• Provided material
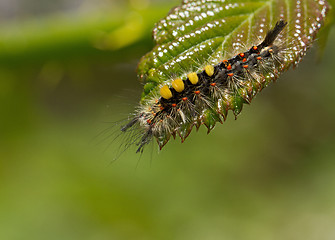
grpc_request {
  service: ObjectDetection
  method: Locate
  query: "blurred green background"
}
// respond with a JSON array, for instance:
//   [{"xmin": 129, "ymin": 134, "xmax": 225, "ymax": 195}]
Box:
[{"xmin": 0, "ymin": 0, "xmax": 335, "ymax": 240}]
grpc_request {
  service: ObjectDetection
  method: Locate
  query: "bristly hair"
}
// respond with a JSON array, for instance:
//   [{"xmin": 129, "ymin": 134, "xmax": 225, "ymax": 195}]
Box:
[{"xmin": 121, "ymin": 20, "xmax": 287, "ymax": 152}]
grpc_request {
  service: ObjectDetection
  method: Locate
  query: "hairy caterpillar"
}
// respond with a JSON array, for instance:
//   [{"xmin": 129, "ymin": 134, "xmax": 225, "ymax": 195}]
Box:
[{"xmin": 114, "ymin": 0, "xmax": 327, "ymax": 152}]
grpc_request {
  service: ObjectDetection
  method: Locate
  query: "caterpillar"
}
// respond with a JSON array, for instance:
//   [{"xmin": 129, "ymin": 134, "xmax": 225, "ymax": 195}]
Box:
[{"xmin": 116, "ymin": 0, "xmax": 325, "ymax": 153}]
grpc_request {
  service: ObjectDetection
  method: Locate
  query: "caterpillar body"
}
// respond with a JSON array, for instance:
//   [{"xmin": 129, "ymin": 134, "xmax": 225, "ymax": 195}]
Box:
[{"xmin": 117, "ymin": 0, "xmax": 327, "ymax": 152}]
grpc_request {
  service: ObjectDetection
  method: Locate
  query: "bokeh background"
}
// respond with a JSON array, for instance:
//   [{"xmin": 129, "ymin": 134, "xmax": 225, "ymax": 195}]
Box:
[{"xmin": 0, "ymin": 0, "xmax": 335, "ymax": 240}]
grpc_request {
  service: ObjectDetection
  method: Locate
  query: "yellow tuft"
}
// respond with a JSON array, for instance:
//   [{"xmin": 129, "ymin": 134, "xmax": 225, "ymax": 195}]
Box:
[
  {"xmin": 205, "ymin": 65, "xmax": 214, "ymax": 77},
  {"xmin": 160, "ymin": 85, "xmax": 172, "ymax": 100},
  {"xmin": 172, "ymin": 78, "xmax": 185, "ymax": 92},
  {"xmin": 187, "ymin": 72, "xmax": 199, "ymax": 85}
]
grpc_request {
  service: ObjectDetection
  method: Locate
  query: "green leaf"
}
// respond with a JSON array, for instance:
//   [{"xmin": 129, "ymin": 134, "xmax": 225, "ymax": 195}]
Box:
[{"xmin": 138, "ymin": 0, "xmax": 328, "ymax": 102}]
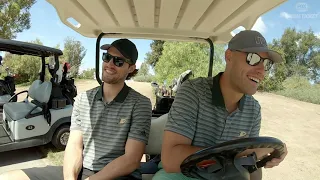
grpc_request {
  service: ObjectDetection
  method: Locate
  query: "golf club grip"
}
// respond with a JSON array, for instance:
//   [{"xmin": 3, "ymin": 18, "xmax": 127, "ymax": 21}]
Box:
[{"xmin": 257, "ymin": 150, "xmax": 280, "ymax": 168}]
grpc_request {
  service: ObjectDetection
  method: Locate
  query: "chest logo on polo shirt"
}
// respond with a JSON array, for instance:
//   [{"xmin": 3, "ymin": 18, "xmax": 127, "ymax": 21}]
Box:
[
  {"xmin": 119, "ymin": 118, "xmax": 127, "ymax": 124},
  {"xmin": 239, "ymin": 131, "xmax": 247, "ymax": 137}
]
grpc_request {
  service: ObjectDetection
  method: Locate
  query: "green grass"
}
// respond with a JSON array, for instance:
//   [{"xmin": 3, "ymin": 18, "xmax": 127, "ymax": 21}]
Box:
[
  {"xmin": 275, "ymin": 85, "xmax": 320, "ymax": 104},
  {"xmin": 40, "ymin": 143, "xmax": 64, "ymax": 166}
]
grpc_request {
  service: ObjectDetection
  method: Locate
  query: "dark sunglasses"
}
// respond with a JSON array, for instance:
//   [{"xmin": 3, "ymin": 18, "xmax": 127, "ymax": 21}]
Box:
[
  {"xmin": 238, "ymin": 51, "xmax": 273, "ymax": 71},
  {"xmin": 102, "ymin": 53, "xmax": 132, "ymax": 67}
]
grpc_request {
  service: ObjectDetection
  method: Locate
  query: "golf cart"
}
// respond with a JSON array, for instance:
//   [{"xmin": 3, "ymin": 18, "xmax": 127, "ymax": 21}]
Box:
[
  {"xmin": 47, "ymin": 0, "xmax": 286, "ymax": 180},
  {"xmin": 151, "ymin": 70, "xmax": 192, "ymax": 117},
  {"xmin": 0, "ymin": 56, "xmax": 17, "ymax": 110},
  {"xmin": 0, "ymin": 39, "xmax": 77, "ymax": 152}
]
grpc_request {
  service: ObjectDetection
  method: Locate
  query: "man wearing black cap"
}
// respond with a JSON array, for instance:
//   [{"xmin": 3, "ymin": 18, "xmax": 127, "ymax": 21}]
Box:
[
  {"xmin": 0, "ymin": 39, "xmax": 152, "ymax": 180},
  {"xmin": 153, "ymin": 30, "xmax": 287, "ymax": 180}
]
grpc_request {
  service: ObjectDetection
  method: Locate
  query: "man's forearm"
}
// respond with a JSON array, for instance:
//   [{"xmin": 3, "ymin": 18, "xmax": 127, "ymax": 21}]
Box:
[
  {"xmin": 63, "ymin": 145, "xmax": 82, "ymax": 180},
  {"xmin": 161, "ymin": 144, "xmax": 204, "ymax": 173},
  {"xmin": 250, "ymin": 168, "xmax": 262, "ymax": 180},
  {"xmin": 89, "ymin": 155, "xmax": 140, "ymax": 180}
]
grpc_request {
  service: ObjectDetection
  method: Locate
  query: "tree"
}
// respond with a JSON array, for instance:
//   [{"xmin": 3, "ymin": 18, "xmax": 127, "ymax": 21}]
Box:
[
  {"xmin": 138, "ymin": 62, "xmax": 150, "ymax": 76},
  {"xmin": 62, "ymin": 37, "xmax": 87, "ymax": 78},
  {"xmin": 79, "ymin": 68, "xmax": 96, "ymax": 79},
  {"xmin": 155, "ymin": 42, "xmax": 224, "ymax": 84},
  {"xmin": 146, "ymin": 40, "xmax": 165, "ymax": 67},
  {"xmin": 273, "ymin": 28, "xmax": 320, "ymax": 80},
  {"xmin": 0, "ymin": 0, "xmax": 35, "ymax": 39},
  {"xmin": 259, "ymin": 28, "xmax": 320, "ymax": 91}
]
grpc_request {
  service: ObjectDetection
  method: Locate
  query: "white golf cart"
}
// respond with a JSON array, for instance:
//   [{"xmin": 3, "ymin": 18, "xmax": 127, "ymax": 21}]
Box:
[
  {"xmin": 47, "ymin": 0, "xmax": 286, "ymax": 179},
  {"xmin": 0, "ymin": 39, "xmax": 77, "ymax": 152}
]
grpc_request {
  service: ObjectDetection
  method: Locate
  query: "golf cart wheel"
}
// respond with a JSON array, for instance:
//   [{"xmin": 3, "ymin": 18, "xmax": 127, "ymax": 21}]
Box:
[{"xmin": 52, "ymin": 125, "xmax": 70, "ymax": 150}]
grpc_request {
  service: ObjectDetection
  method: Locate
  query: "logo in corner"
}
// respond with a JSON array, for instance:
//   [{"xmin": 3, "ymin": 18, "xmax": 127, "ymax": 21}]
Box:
[
  {"xmin": 239, "ymin": 131, "xmax": 247, "ymax": 137},
  {"xmin": 119, "ymin": 118, "xmax": 127, "ymax": 124}
]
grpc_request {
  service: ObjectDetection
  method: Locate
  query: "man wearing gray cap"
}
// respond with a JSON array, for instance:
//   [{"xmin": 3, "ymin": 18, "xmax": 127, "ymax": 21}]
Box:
[
  {"xmin": 0, "ymin": 39, "xmax": 152, "ymax": 180},
  {"xmin": 153, "ymin": 30, "xmax": 287, "ymax": 180}
]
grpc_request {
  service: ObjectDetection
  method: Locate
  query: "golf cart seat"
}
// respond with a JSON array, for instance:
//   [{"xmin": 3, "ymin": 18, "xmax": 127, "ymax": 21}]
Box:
[
  {"xmin": 3, "ymin": 80, "xmax": 52, "ymax": 121},
  {"xmin": 140, "ymin": 114, "xmax": 168, "ymax": 180}
]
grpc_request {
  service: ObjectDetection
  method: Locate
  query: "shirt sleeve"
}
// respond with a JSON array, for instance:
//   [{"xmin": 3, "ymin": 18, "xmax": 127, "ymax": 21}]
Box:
[
  {"xmin": 70, "ymin": 94, "xmax": 82, "ymax": 131},
  {"xmin": 165, "ymin": 80, "xmax": 199, "ymax": 139},
  {"xmin": 250, "ymin": 105, "xmax": 261, "ymax": 137},
  {"xmin": 128, "ymin": 96, "xmax": 152, "ymax": 144}
]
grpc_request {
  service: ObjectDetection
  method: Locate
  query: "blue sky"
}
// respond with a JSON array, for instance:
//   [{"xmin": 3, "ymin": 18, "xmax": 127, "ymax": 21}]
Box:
[{"xmin": 16, "ymin": 0, "xmax": 320, "ymax": 70}]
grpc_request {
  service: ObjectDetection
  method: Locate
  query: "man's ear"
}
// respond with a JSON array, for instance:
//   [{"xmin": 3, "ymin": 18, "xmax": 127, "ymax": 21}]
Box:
[
  {"xmin": 129, "ymin": 64, "xmax": 136, "ymax": 74},
  {"xmin": 224, "ymin": 49, "xmax": 232, "ymax": 64}
]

• The request
Return every line of the records that contains the string "background", treating uppercase and lowercase as different.

• Worked answer
  query: "blurred green background"
  query: "bokeh background"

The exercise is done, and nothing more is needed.